Stored data

-- begin --

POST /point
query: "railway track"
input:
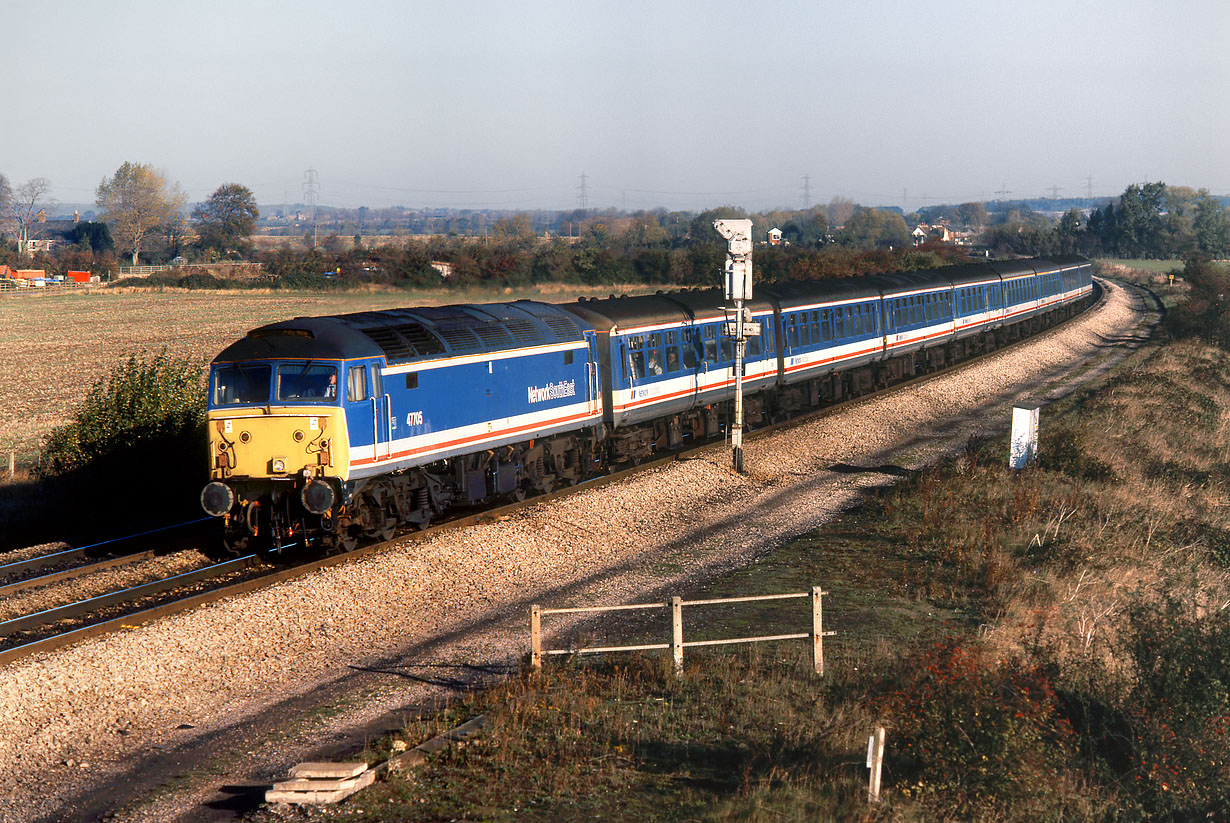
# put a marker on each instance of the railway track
(127, 608)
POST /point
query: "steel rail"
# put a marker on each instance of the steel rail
(70, 573)
(124, 596)
(263, 581)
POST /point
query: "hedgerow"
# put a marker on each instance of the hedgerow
(144, 405)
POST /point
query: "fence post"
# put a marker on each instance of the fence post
(875, 760)
(677, 626)
(818, 630)
(536, 636)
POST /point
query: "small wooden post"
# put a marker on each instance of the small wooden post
(536, 636)
(677, 626)
(875, 760)
(818, 630)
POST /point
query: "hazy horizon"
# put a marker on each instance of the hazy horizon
(504, 106)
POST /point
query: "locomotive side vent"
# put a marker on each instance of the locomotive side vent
(563, 327)
(459, 338)
(390, 342)
(493, 335)
(423, 341)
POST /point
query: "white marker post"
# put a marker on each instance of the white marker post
(1023, 449)
(738, 288)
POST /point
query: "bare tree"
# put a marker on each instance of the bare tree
(839, 210)
(5, 202)
(135, 202)
(27, 207)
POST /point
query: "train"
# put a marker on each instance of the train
(329, 431)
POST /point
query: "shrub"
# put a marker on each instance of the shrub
(1178, 710)
(974, 736)
(139, 407)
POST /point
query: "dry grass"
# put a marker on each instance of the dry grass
(57, 346)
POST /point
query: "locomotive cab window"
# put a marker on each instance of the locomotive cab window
(241, 384)
(306, 381)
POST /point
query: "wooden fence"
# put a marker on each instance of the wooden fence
(678, 644)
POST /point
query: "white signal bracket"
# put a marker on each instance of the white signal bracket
(738, 256)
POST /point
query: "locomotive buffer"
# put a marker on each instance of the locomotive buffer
(738, 288)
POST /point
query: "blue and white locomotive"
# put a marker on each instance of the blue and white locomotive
(329, 429)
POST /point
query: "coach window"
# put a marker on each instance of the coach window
(636, 356)
(306, 381)
(357, 384)
(710, 335)
(241, 384)
(653, 359)
(754, 345)
(690, 347)
(672, 362)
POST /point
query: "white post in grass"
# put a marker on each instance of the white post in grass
(875, 762)
(1023, 449)
(738, 288)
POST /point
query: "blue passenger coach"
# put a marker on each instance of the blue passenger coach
(324, 429)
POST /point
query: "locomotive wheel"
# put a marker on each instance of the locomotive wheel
(236, 544)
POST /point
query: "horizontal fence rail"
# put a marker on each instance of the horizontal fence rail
(677, 628)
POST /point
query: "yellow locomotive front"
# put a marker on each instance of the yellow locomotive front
(278, 452)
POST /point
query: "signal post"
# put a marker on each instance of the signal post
(738, 288)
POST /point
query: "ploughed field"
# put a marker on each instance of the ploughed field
(55, 347)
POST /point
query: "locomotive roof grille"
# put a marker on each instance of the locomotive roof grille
(459, 338)
(423, 341)
(493, 335)
(390, 342)
(405, 341)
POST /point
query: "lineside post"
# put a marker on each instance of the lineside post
(738, 288)
(536, 636)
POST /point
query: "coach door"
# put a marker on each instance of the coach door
(367, 413)
(595, 391)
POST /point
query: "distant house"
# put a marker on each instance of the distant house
(937, 233)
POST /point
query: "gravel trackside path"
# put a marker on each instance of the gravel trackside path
(236, 691)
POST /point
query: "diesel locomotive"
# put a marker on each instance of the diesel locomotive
(327, 431)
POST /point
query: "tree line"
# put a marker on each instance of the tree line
(1149, 220)
(143, 213)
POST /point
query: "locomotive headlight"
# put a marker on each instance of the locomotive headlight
(317, 496)
(217, 498)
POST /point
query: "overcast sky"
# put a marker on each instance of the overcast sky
(682, 105)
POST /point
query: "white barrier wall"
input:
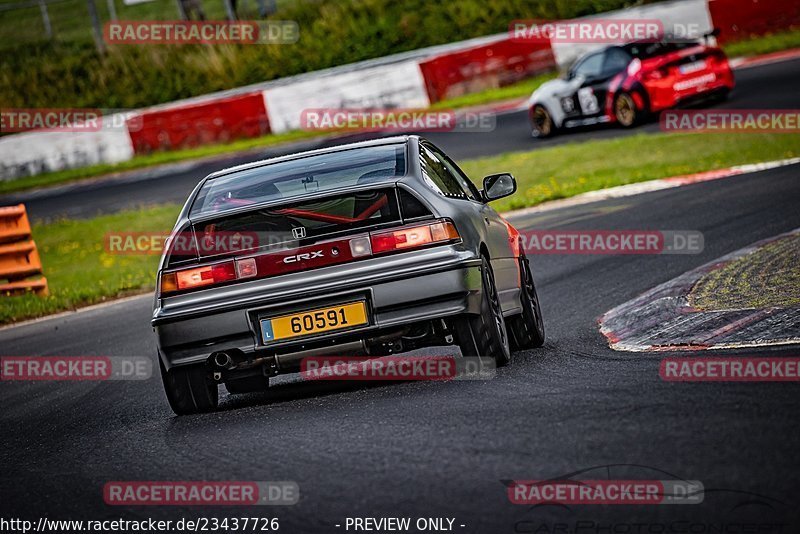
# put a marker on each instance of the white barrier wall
(390, 82)
(31, 153)
(398, 85)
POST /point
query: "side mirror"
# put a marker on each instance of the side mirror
(498, 186)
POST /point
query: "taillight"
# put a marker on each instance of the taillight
(322, 254)
(658, 74)
(198, 277)
(413, 237)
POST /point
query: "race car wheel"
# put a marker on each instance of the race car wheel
(625, 110)
(541, 123)
(485, 334)
(527, 328)
(188, 389)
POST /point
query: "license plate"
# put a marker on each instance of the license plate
(693, 67)
(314, 321)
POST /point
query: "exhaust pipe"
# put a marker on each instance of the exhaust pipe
(222, 360)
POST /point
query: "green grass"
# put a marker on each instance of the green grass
(575, 168)
(765, 44)
(150, 160)
(520, 89)
(766, 278)
(80, 272)
(78, 269)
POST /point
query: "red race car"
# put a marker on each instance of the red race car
(626, 83)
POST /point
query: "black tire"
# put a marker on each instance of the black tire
(542, 125)
(188, 389)
(625, 111)
(485, 334)
(527, 328)
(250, 384)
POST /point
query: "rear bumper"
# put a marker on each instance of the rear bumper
(399, 290)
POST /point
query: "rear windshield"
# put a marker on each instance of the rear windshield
(300, 177)
(650, 50)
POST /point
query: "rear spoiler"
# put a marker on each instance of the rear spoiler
(713, 33)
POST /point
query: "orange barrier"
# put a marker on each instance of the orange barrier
(19, 258)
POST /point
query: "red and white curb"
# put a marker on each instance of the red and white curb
(662, 319)
(765, 59)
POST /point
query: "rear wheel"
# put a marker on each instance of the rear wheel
(485, 334)
(189, 389)
(527, 328)
(542, 125)
(625, 111)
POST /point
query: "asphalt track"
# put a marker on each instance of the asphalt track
(772, 86)
(443, 449)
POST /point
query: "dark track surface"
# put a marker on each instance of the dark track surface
(772, 86)
(441, 449)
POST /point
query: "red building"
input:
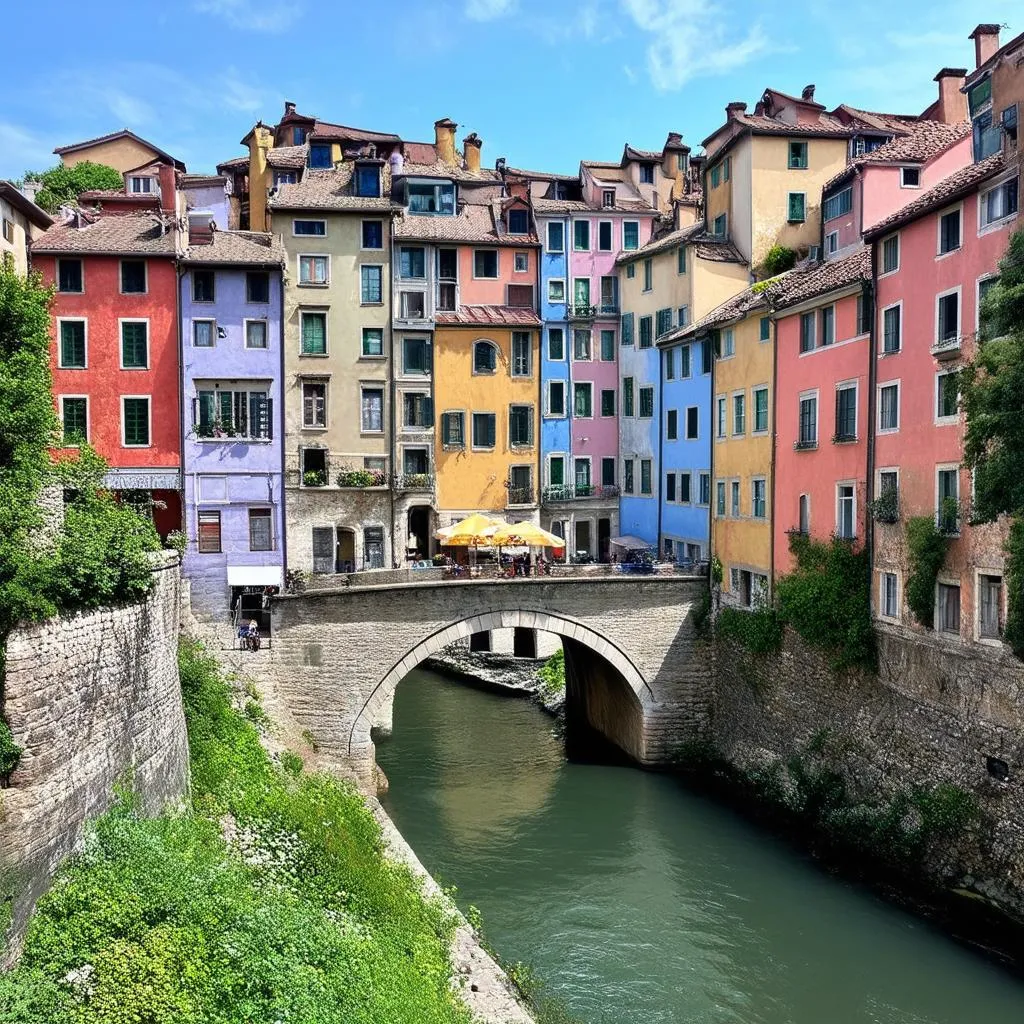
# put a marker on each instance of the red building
(115, 349)
(822, 337)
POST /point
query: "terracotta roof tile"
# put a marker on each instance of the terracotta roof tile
(488, 316)
(964, 181)
(115, 235)
(253, 248)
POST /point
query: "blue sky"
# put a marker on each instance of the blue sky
(544, 82)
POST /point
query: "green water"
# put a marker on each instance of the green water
(638, 901)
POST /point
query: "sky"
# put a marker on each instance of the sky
(545, 83)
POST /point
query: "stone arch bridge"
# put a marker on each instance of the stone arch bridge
(632, 670)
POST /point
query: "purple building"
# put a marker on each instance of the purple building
(231, 359)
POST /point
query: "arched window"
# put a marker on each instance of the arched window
(484, 357)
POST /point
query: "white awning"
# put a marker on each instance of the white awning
(254, 576)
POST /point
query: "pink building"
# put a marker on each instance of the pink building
(822, 338)
(933, 261)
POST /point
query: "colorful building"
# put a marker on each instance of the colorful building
(231, 361)
(116, 341)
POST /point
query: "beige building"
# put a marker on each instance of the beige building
(20, 221)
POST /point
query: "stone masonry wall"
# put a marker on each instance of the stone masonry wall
(93, 698)
(934, 713)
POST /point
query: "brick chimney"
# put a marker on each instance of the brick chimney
(952, 102)
(986, 42)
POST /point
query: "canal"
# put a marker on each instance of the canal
(638, 901)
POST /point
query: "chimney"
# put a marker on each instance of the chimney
(168, 189)
(471, 146)
(444, 140)
(952, 102)
(986, 42)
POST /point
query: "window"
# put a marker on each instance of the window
(846, 413)
(373, 235)
(889, 595)
(412, 262)
(70, 276)
(998, 203)
(75, 419)
(672, 425)
(890, 254)
(371, 285)
(135, 422)
(372, 410)
(518, 222)
(583, 400)
(947, 620)
(260, 535)
(646, 332)
(483, 430)
(484, 357)
(134, 344)
(627, 329)
(453, 430)
(315, 269)
(760, 410)
(485, 263)
(313, 403)
(312, 330)
(521, 353)
(889, 407)
(72, 344)
(758, 505)
(949, 233)
(891, 330)
(692, 423)
(132, 275)
(989, 606)
(837, 205)
(209, 532)
(739, 414)
(807, 324)
(204, 333)
(808, 421)
(946, 395)
(646, 410)
(313, 227)
(947, 326)
(827, 325)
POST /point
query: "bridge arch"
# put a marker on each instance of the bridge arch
(571, 630)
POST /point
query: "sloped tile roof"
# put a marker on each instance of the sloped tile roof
(253, 248)
(115, 235)
(964, 181)
(488, 316)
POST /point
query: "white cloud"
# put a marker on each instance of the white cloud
(488, 10)
(691, 38)
(256, 15)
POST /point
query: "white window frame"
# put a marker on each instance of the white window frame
(148, 398)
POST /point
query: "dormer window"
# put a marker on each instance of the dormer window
(518, 222)
(431, 197)
(320, 155)
(368, 180)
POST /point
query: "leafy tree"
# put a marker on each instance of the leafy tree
(64, 184)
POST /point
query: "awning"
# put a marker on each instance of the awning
(254, 576)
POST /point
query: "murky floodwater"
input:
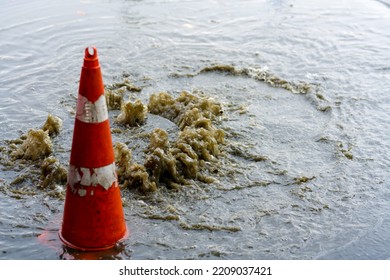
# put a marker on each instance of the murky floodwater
(304, 174)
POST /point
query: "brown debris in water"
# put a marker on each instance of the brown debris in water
(37, 145)
(260, 74)
(173, 163)
(52, 125)
(131, 174)
(52, 172)
(132, 114)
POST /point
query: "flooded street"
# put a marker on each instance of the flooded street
(304, 89)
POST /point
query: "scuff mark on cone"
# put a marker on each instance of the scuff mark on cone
(91, 112)
(104, 176)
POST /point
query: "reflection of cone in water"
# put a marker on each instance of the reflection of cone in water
(93, 214)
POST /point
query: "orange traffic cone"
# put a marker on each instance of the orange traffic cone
(93, 214)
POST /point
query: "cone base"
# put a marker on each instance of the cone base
(91, 249)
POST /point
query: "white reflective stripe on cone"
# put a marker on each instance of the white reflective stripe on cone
(104, 176)
(91, 112)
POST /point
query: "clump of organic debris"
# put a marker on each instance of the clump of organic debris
(131, 174)
(52, 125)
(173, 163)
(31, 154)
(132, 113)
(37, 145)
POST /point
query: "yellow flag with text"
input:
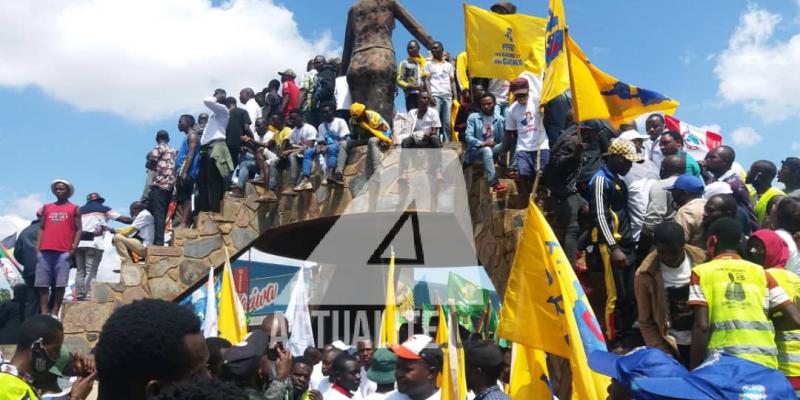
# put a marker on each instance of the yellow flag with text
(545, 308)
(232, 322)
(598, 95)
(529, 377)
(503, 46)
(556, 74)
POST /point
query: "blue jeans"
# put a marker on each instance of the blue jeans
(487, 155)
(332, 155)
(443, 105)
(247, 170)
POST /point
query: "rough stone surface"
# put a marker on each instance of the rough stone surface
(102, 293)
(163, 288)
(242, 237)
(200, 248)
(192, 271)
(77, 344)
(86, 316)
(133, 294)
(160, 267)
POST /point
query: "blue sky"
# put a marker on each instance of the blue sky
(83, 94)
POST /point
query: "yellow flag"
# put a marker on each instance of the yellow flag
(232, 321)
(503, 46)
(453, 379)
(597, 95)
(389, 322)
(545, 308)
(529, 377)
(556, 74)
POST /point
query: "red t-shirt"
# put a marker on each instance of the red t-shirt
(58, 226)
(290, 89)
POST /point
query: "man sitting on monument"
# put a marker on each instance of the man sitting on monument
(367, 127)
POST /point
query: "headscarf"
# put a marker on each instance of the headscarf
(776, 252)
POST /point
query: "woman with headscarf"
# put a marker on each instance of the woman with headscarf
(768, 249)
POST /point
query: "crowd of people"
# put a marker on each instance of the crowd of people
(691, 256)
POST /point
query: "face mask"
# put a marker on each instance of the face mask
(40, 358)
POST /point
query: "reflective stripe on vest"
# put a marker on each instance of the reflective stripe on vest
(735, 291)
(788, 342)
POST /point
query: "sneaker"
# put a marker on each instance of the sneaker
(337, 179)
(304, 185)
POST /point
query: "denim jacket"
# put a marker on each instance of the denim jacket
(474, 133)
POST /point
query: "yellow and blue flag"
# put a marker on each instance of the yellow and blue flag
(545, 307)
(503, 46)
(598, 95)
(556, 74)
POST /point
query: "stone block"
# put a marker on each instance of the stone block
(164, 251)
(164, 288)
(158, 269)
(131, 275)
(200, 248)
(192, 271)
(77, 344)
(242, 237)
(132, 294)
(102, 293)
(86, 316)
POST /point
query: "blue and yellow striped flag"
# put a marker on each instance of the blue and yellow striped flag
(598, 95)
(556, 74)
(545, 308)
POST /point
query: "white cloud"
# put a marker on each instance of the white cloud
(148, 59)
(17, 212)
(758, 72)
(745, 136)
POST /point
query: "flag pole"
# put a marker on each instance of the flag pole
(574, 96)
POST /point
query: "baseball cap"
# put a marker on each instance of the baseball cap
(244, 358)
(65, 182)
(288, 72)
(688, 183)
(631, 135)
(639, 362)
(94, 196)
(723, 377)
(625, 148)
(384, 363)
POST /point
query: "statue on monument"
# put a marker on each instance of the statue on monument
(368, 58)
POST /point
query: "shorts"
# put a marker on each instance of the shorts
(52, 269)
(526, 162)
(184, 188)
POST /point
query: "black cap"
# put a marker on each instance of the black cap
(243, 359)
(483, 353)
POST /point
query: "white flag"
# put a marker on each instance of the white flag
(299, 318)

-- end --

* _GIVEN REQUEST_
Identify every line of the records that contains the string "wheel" and copy each one out. Case counts.

* _THE RESULT_
query: "locomotive wheel"
# put a marker on each instance of the locomotive wheel
query: "race car wheel"
# put a marker on each instance of the race car wheel
query: "rear wheel"
# put a marker on each instance of the rear wheel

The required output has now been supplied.